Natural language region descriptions
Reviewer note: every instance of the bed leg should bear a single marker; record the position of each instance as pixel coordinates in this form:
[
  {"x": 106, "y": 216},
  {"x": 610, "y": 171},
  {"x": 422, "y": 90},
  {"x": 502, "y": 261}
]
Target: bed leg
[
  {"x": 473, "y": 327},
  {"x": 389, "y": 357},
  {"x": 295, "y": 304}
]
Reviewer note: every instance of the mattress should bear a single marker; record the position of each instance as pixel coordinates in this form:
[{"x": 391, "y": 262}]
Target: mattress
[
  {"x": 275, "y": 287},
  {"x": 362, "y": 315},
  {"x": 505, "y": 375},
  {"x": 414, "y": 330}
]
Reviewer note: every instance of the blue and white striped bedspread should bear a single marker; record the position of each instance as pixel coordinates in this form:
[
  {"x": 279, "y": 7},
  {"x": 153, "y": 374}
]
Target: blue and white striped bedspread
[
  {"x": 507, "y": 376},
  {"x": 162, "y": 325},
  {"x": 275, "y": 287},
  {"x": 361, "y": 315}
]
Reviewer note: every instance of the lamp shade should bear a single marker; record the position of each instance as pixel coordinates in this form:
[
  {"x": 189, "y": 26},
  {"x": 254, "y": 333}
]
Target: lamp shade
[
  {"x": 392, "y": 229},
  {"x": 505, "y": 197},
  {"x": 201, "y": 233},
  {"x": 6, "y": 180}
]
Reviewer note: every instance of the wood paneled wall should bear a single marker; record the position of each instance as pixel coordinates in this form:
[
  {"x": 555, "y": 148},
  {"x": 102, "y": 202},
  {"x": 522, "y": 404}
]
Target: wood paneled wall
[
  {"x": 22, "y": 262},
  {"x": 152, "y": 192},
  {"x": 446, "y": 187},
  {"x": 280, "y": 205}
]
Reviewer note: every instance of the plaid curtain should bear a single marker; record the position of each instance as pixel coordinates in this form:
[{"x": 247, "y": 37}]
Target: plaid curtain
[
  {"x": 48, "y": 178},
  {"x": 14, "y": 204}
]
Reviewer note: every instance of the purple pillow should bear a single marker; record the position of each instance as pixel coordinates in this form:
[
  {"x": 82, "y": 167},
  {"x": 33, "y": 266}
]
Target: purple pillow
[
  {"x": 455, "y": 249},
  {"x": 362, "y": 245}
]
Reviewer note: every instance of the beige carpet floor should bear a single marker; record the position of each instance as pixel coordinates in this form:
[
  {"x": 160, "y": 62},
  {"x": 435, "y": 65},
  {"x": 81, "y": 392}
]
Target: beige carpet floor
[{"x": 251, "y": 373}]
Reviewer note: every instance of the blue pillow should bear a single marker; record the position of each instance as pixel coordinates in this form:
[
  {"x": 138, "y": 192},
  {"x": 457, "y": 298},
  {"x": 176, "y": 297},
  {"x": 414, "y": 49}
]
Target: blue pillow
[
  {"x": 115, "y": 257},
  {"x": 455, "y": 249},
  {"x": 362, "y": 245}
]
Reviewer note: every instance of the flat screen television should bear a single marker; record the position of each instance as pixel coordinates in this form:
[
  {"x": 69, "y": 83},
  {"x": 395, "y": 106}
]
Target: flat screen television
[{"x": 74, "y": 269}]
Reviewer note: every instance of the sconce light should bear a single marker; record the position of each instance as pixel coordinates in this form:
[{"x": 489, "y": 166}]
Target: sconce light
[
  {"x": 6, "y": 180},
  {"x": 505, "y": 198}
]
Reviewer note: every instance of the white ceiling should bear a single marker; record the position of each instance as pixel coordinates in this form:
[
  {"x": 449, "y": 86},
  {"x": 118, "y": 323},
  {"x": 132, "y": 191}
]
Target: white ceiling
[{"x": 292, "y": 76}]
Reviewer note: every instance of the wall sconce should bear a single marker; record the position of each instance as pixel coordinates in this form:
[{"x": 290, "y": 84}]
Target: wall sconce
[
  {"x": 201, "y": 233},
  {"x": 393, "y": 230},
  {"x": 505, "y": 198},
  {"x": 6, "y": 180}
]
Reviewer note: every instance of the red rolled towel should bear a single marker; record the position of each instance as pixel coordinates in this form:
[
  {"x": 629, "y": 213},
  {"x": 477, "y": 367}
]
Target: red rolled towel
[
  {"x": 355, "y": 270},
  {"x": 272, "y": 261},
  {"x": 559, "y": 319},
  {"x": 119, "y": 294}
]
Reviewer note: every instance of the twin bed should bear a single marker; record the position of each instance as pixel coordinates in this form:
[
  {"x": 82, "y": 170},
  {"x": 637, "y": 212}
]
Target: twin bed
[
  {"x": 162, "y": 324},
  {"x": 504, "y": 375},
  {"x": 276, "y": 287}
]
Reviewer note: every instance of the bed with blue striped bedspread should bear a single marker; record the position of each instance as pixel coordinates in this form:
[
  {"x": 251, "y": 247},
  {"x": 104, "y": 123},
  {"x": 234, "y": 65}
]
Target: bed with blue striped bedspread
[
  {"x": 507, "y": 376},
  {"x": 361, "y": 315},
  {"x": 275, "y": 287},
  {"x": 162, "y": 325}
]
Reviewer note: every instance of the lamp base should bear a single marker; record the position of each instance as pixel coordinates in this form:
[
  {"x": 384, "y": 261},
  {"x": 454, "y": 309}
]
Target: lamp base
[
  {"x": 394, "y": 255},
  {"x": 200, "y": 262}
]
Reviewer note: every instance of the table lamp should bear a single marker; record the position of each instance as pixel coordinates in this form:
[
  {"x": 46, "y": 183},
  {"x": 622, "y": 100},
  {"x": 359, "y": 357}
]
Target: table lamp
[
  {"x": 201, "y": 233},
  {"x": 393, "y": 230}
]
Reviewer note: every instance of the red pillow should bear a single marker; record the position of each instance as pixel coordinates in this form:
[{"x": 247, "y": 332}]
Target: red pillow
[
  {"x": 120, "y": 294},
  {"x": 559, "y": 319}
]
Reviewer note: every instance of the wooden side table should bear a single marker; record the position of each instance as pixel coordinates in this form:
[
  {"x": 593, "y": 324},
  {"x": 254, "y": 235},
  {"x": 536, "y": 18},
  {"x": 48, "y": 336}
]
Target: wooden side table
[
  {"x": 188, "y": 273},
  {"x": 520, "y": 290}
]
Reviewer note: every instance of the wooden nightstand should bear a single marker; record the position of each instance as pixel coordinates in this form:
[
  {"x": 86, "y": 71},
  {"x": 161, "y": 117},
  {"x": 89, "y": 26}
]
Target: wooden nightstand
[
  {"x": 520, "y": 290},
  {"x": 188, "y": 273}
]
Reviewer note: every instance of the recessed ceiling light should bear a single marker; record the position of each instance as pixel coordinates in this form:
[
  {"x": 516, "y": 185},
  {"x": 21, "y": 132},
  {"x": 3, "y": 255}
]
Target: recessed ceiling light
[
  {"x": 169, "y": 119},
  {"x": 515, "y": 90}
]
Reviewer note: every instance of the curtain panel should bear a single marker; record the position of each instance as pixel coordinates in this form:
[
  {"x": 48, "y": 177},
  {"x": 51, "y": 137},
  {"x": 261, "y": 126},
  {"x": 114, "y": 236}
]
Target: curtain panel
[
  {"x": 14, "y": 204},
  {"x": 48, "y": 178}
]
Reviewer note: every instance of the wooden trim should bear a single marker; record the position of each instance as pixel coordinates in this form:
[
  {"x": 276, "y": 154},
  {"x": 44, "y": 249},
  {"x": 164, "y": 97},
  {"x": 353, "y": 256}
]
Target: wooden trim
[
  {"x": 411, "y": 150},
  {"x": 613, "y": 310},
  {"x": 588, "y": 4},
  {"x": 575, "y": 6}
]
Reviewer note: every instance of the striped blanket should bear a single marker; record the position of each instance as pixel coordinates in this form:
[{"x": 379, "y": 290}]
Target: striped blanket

TO DO: Write out every entry again exactly, please, with nothing missing.

ANSWER TO THIS PROBLEM:
Reviewer note: every instance of the bed leg should bear a single marker; record the position of each instance as pixel coordinates in this form:
[
  {"x": 106, "y": 216},
  {"x": 610, "y": 171},
  {"x": 422, "y": 90},
  {"x": 502, "y": 261}
]
Target: bed leg
[
  {"x": 473, "y": 327},
  {"x": 389, "y": 357},
  {"x": 295, "y": 304}
]
Reviewer note: every instance of the mattress should bear a single marker; record the position of each instance as pixel coordinates in this form:
[{"x": 391, "y": 262}]
Target: mattress
[
  {"x": 275, "y": 287},
  {"x": 362, "y": 315},
  {"x": 505, "y": 375},
  {"x": 414, "y": 330}
]
Reviewer note: every instance of the blue and white striped bedspread should bear a single marker; record the position of each instance as pixel coordinates in this form:
[
  {"x": 279, "y": 7},
  {"x": 153, "y": 374}
]
Target: blue and white striped bedspread
[
  {"x": 507, "y": 376},
  {"x": 162, "y": 325},
  {"x": 275, "y": 287},
  {"x": 361, "y": 315}
]
Reviewer note: every instance of the lamp shade should bear a single marker; record the position of each instance as pixel coordinates in this form:
[
  {"x": 189, "y": 26},
  {"x": 254, "y": 333}
]
Target: lamp shade
[
  {"x": 392, "y": 229},
  {"x": 505, "y": 197},
  {"x": 201, "y": 233},
  {"x": 6, "y": 180}
]
Reviewer note: every instance of the wood paneled wall should bear a single marker; record the position of each instance as pixel coordinates in this form:
[
  {"x": 555, "y": 148},
  {"x": 102, "y": 202},
  {"x": 522, "y": 404}
]
Target: wood paneled wall
[
  {"x": 22, "y": 262},
  {"x": 152, "y": 192},
  {"x": 446, "y": 187},
  {"x": 280, "y": 205}
]
Reviewer note: every instance of the plaid curtain should bear a single marker; record the position of each instance as pixel coordinates in this form:
[{"x": 247, "y": 37}]
Target: plaid curtain
[
  {"x": 48, "y": 178},
  {"x": 14, "y": 204}
]
Reviewer note: every instance of the purple pillow should bear a single marker; record the position of each instance as pixel coordinates in this form:
[
  {"x": 82, "y": 167},
  {"x": 33, "y": 266}
]
Target: purple pillow
[
  {"x": 455, "y": 249},
  {"x": 362, "y": 245}
]
Reviewer note: every instance of the beige carpet floor should bear a single marker; record the position of each instance as pixel coordinates in this form:
[
  {"x": 160, "y": 62},
  {"x": 435, "y": 65},
  {"x": 81, "y": 392}
]
Target: beige carpet floor
[{"x": 251, "y": 373}]
Reviewer note: every instance of the blue pillow should bear a single marker; record the position of each instance as pixel coordinates in this form:
[
  {"x": 138, "y": 192},
  {"x": 457, "y": 298},
  {"x": 176, "y": 297},
  {"x": 414, "y": 49}
]
Target: blue pillow
[
  {"x": 115, "y": 257},
  {"x": 455, "y": 249},
  {"x": 362, "y": 245}
]
Reviewer note: every instance of the flat screen television should bear a single marker; record the position of each instance as pixel coordinates in this form:
[
  {"x": 69, "y": 83},
  {"x": 395, "y": 106}
]
Target: flat screen television
[{"x": 74, "y": 269}]
Reviewer note: every instance of the sconce light should bear a single marker; record the position of each instance as pixel coordinates in this form:
[{"x": 489, "y": 166}]
Target: sconce light
[
  {"x": 6, "y": 180},
  {"x": 505, "y": 198}
]
Reviewer note: every instance of the white ceiling should bear a single marker; record the position of each instance as pixel coordinates in this form:
[
  {"x": 449, "y": 86},
  {"x": 118, "y": 323},
  {"x": 132, "y": 191}
]
Target: white ceiling
[{"x": 292, "y": 76}]
Reviewer note: every instance of the wall sconce should bear a single marker; record the position of each instance as pixel coordinates in this form:
[{"x": 290, "y": 84}]
Target: wall sconce
[
  {"x": 201, "y": 233},
  {"x": 393, "y": 230},
  {"x": 505, "y": 198},
  {"x": 6, "y": 180}
]
Reviewer note: every instance of the red rolled towel should bear a single marker; record the position of each instance as pixel coordinates in this form:
[
  {"x": 629, "y": 213},
  {"x": 477, "y": 367}
]
Target: red rolled towel
[
  {"x": 355, "y": 270},
  {"x": 272, "y": 261},
  {"x": 559, "y": 319},
  {"x": 119, "y": 294}
]
Reviewer note: every instance of the twin bed should bear a single marker; record the position of each instance as pixel coordinates in this form:
[
  {"x": 82, "y": 170},
  {"x": 637, "y": 212}
]
Target: twin bed
[
  {"x": 162, "y": 324},
  {"x": 504, "y": 375},
  {"x": 276, "y": 287}
]
Reviewer note: every instance of the bed with blue striped bedspread should bear a single marker; record the position of each instance as pixel coordinates in this form:
[
  {"x": 251, "y": 247},
  {"x": 104, "y": 123},
  {"x": 234, "y": 65}
]
Target: bed with blue striped bedspread
[
  {"x": 507, "y": 376},
  {"x": 361, "y": 315},
  {"x": 275, "y": 287},
  {"x": 162, "y": 325}
]
Reviewer note: every instance of the lamp base should bear a single marker; record the position of each instance as pixel coordinates in this form:
[
  {"x": 384, "y": 261},
  {"x": 454, "y": 309}
]
Target: lamp base
[
  {"x": 394, "y": 255},
  {"x": 200, "y": 262}
]
Reviewer note: every instance of the table lamp should bear a single marker; record the position of each instance as pixel coordinates in this form:
[
  {"x": 46, "y": 183},
  {"x": 622, "y": 100},
  {"x": 359, "y": 357}
]
Target: table lamp
[
  {"x": 201, "y": 233},
  {"x": 393, "y": 230}
]
Reviewer note: every instance of the red pillow should bear a single marker; record the position of each instance as pixel coordinates in this form:
[{"x": 247, "y": 332}]
Target: red pillow
[
  {"x": 120, "y": 294},
  {"x": 559, "y": 319}
]
Reviewer note: every instance of the wooden side table should bear a single marker; record the position of each instance as pixel coordinates in this form:
[
  {"x": 593, "y": 324},
  {"x": 254, "y": 235},
  {"x": 536, "y": 18},
  {"x": 48, "y": 336}
]
Target: wooden side table
[
  {"x": 188, "y": 273},
  {"x": 520, "y": 290}
]
Reviewer note: every instance of the wooden nightstand should bear a single marker; record the position of each instance as pixel coordinates in this form:
[
  {"x": 86, "y": 71},
  {"x": 161, "y": 117},
  {"x": 89, "y": 26}
]
Target: wooden nightstand
[
  {"x": 520, "y": 290},
  {"x": 188, "y": 273}
]
Reviewer note: every instance of the recessed ceiling light should bear a single marker; record the position of each instance as pixel coordinates in this form:
[
  {"x": 516, "y": 185},
  {"x": 21, "y": 132},
  {"x": 3, "y": 255}
]
Target: recessed ceiling light
[
  {"x": 169, "y": 119},
  {"x": 515, "y": 90}
]
Reviewer note: every instance of the curtain panel should bear a single marker; record the position of each instance as pixel coordinates in this form:
[
  {"x": 48, "y": 177},
  {"x": 51, "y": 137},
  {"x": 261, "y": 126},
  {"x": 114, "y": 236}
]
Target: curtain panel
[
  {"x": 14, "y": 204},
  {"x": 48, "y": 178}
]
Reviewer note: every instance of the wooden trim should bear a single marker; record the position of each instance as pixel coordinates in this form:
[
  {"x": 276, "y": 154},
  {"x": 44, "y": 249},
  {"x": 164, "y": 97},
  {"x": 353, "y": 256}
]
Target: wooden trim
[
  {"x": 411, "y": 150},
  {"x": 613, "y": 310},
  {"x": 588, "y": 4},
  {"x": 575, "y": 6}
]
Reviewer note: every instance of the striped blanket should bear a single marker; record the position of each instance as pixel coordinates in this form:
[{"x": 379, "y": 290}]
Target: striped blanket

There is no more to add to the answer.